• Problem details: Scan the entries below and return each line that contains "tank".

• Records for the exercise:
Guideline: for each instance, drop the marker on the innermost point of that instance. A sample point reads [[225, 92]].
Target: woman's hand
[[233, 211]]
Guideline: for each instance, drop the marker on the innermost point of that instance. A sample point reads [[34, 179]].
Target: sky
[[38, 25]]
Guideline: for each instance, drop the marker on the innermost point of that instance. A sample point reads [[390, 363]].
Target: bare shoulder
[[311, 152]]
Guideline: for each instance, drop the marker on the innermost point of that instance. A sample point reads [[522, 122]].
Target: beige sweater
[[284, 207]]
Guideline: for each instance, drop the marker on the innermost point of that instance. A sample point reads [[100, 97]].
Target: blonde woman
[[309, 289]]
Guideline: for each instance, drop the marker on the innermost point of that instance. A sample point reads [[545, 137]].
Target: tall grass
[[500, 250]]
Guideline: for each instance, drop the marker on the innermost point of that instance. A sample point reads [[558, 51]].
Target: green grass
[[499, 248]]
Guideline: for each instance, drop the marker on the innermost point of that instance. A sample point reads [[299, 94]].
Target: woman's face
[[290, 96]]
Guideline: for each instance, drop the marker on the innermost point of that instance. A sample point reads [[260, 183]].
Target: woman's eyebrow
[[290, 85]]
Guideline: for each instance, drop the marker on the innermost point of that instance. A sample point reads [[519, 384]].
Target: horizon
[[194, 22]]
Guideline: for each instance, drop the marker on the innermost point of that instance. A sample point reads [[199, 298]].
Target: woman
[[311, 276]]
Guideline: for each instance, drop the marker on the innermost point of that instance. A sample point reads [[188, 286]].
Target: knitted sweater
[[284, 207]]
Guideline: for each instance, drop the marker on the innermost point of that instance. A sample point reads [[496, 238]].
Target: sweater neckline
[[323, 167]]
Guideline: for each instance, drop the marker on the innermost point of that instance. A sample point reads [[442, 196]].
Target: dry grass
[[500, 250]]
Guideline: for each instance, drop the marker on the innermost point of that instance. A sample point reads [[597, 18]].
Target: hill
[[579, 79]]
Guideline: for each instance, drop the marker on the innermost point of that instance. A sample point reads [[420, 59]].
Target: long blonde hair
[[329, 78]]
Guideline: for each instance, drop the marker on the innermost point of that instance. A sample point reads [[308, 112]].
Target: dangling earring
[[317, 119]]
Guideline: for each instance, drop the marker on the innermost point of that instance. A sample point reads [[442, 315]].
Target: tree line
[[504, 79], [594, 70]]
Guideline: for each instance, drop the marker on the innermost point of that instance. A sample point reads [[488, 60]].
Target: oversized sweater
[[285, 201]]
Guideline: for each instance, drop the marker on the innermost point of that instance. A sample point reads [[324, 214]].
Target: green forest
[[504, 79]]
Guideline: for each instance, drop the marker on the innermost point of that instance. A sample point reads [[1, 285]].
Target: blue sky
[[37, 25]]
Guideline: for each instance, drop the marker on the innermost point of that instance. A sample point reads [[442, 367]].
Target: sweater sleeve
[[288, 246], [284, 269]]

* * *

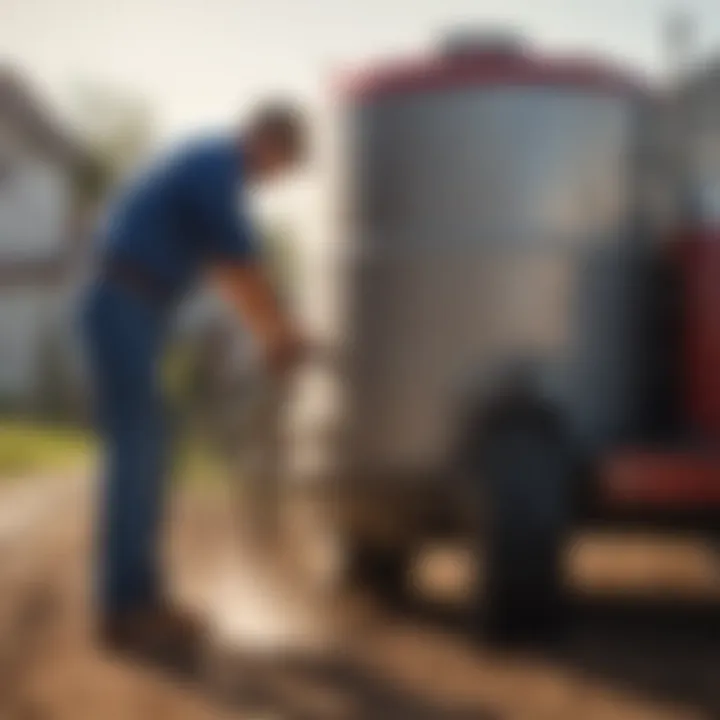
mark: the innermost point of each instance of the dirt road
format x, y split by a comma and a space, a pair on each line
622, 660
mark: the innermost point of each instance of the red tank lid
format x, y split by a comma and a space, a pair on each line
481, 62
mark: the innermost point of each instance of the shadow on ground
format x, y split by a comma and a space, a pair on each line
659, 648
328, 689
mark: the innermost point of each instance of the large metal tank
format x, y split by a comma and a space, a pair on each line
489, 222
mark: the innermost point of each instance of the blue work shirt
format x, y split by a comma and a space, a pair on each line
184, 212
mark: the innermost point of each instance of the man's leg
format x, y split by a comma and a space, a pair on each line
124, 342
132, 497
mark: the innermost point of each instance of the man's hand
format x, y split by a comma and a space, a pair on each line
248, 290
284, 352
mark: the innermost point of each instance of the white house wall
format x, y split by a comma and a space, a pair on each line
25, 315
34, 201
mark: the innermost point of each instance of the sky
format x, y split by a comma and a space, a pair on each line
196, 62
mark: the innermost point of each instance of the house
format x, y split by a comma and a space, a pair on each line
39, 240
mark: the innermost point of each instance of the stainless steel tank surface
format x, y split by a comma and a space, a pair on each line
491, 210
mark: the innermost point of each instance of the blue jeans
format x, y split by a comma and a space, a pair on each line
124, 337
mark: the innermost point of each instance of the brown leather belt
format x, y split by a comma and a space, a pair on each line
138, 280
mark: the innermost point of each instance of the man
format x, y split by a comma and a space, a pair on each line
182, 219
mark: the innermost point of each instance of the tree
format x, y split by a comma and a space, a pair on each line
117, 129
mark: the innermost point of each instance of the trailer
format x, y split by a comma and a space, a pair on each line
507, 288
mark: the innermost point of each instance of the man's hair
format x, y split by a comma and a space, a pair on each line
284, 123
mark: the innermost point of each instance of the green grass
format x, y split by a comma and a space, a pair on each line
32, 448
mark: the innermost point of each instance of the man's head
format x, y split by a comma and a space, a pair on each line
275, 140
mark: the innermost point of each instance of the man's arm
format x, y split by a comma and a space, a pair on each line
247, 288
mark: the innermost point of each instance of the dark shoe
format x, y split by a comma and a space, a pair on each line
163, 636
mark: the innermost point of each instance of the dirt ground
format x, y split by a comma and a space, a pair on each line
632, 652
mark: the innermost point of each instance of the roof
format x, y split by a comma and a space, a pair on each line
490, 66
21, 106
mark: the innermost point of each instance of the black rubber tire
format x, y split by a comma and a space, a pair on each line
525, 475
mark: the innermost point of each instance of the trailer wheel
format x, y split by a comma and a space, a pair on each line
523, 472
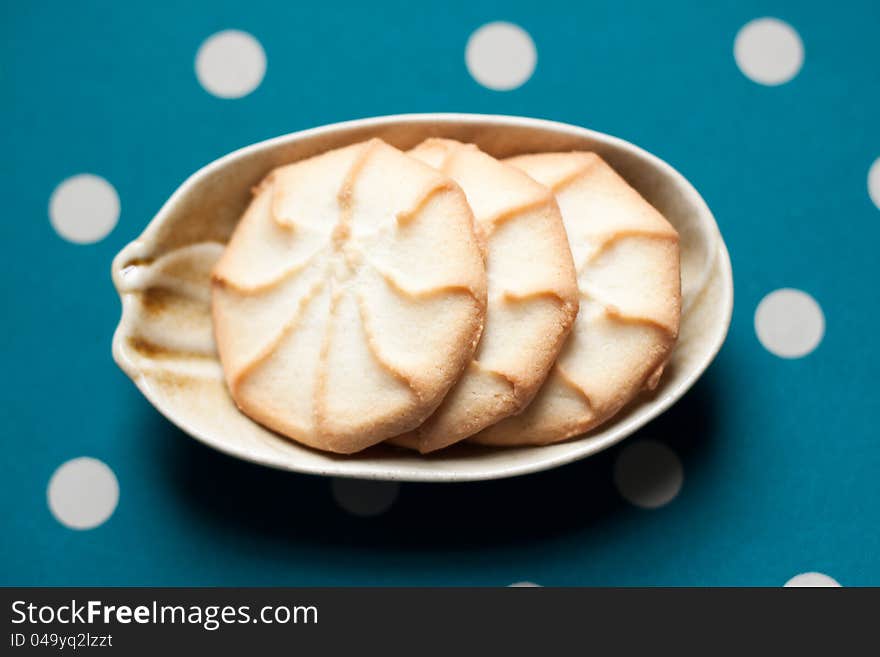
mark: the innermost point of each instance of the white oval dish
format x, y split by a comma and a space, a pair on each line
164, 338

• Exercise result:
mark: the innermost point of each instance of the red tank lid
mark: the innermost point of each instance of the large metal tank
mark: the innermost point of each instance of the stainless steel tank surface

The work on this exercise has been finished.